Exercise goal: Print the lines from the one containing "Query: green stem" through the one containing "249 81 454 263", both included, copying each exactly with nothing else.
— Begin Given data —
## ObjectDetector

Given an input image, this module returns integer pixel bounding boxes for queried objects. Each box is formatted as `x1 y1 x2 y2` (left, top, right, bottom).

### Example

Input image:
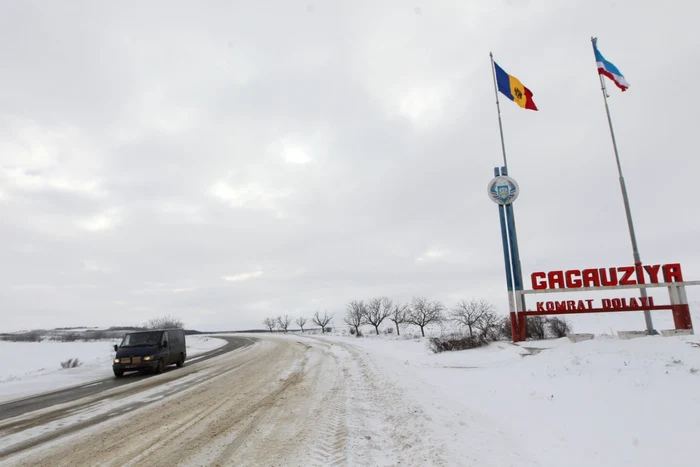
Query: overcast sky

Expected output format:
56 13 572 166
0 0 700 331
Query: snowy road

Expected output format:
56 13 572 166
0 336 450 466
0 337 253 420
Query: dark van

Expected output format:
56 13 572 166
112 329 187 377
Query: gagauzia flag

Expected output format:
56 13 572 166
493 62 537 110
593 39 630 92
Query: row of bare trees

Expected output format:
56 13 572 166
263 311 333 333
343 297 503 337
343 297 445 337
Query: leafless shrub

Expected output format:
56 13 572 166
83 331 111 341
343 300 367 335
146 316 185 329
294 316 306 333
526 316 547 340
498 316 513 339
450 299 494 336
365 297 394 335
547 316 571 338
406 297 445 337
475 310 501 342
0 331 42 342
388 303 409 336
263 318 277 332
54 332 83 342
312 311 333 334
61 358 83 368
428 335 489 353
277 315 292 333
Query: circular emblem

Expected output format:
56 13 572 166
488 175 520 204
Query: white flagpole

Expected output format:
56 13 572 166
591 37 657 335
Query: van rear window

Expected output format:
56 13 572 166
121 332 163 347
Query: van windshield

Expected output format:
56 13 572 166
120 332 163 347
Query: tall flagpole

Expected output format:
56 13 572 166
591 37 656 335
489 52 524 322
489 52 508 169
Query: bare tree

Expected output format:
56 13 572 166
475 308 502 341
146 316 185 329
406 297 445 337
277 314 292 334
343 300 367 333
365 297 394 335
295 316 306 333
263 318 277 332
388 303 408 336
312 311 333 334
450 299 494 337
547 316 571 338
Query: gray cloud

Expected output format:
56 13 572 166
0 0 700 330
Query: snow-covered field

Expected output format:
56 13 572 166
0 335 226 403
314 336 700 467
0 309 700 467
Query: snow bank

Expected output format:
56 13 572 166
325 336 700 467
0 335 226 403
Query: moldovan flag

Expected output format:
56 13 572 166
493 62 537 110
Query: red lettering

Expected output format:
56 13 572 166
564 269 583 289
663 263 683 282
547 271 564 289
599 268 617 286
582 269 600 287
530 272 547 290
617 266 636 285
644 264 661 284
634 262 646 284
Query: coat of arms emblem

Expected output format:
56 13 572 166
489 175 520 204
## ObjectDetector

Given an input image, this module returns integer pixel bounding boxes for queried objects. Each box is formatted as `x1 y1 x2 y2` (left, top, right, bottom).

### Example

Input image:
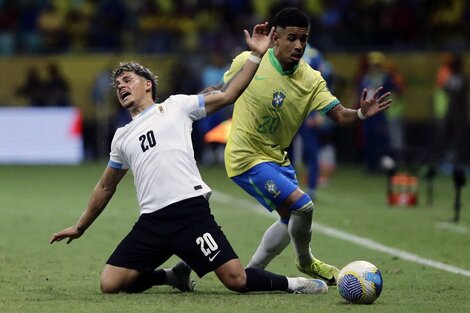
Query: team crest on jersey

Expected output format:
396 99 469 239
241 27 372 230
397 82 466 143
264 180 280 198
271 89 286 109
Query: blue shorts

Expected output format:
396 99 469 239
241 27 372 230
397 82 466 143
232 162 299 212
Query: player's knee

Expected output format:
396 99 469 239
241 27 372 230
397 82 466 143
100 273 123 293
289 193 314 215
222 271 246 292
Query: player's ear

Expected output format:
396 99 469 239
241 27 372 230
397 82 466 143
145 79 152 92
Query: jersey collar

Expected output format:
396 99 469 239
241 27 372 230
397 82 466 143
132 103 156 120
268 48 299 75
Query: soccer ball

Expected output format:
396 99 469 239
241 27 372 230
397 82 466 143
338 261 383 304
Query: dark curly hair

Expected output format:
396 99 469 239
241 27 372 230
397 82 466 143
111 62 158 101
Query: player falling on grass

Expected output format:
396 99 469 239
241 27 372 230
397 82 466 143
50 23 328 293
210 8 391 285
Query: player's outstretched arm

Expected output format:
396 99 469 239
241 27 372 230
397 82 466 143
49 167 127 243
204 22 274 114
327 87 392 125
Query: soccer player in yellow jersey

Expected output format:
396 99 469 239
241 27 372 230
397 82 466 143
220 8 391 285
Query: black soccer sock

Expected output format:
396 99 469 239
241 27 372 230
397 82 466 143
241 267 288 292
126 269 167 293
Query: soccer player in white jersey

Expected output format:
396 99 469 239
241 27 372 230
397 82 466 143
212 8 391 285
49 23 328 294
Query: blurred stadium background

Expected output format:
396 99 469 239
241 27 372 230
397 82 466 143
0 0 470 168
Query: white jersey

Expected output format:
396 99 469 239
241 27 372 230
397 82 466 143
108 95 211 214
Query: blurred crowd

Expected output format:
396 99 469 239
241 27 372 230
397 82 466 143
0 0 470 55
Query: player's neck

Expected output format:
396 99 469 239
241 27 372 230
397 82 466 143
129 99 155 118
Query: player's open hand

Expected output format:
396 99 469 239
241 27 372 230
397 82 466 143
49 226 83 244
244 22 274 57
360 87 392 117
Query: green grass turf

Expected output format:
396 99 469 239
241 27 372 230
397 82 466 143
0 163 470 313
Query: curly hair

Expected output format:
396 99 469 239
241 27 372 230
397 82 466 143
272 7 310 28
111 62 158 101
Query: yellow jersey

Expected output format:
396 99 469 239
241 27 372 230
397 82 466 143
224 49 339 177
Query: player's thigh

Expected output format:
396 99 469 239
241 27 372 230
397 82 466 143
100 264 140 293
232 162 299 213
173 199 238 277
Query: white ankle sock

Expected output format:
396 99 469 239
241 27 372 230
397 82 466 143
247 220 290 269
— End Given data —
— Begin Given data —
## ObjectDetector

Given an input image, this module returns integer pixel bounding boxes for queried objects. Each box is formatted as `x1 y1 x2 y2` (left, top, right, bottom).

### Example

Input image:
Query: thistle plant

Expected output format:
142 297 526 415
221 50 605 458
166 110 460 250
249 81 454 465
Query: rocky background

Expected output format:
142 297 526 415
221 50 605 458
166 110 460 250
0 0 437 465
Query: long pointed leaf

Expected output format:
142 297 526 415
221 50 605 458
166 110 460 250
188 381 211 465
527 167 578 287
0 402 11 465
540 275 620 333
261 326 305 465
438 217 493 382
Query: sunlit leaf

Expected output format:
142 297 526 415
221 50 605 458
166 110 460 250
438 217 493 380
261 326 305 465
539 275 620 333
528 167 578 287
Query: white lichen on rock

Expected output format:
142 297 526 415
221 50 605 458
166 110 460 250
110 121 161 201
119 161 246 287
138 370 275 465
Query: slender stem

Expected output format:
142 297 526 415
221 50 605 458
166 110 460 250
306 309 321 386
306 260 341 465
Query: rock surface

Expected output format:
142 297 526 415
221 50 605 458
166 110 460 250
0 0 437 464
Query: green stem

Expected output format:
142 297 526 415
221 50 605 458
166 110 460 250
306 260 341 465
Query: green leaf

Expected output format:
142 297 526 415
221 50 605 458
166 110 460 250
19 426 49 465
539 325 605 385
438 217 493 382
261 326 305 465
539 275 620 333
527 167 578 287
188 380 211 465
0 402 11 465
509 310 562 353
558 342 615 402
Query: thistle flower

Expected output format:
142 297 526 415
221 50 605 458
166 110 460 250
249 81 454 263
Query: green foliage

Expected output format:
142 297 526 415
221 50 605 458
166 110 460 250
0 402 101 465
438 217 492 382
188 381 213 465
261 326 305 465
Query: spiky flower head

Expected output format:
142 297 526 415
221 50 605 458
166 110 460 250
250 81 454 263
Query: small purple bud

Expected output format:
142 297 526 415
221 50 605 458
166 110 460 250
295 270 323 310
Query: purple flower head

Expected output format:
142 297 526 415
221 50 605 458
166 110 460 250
— End Given data —
Full response:
Query: green stem

Expected output format:
142 297 526 415
221 50 605 458
166 110 460 250
306 260 341 465
Query: green leaf

Expected output format:
142 297 526 415
221 50 605 458
166 110 460 250
19 426 49 465
539 325 605 385
438 217 493 382
261 326 305 465
539 275 620 333
527 167 578 287
188 380 211 465
0 402 11 465
509 310 562 353
558 342 615 402
Query: thistle flower

Expected output format:
142 297 526 415
221 50 605 458
166 110 460 250
249 81 454 263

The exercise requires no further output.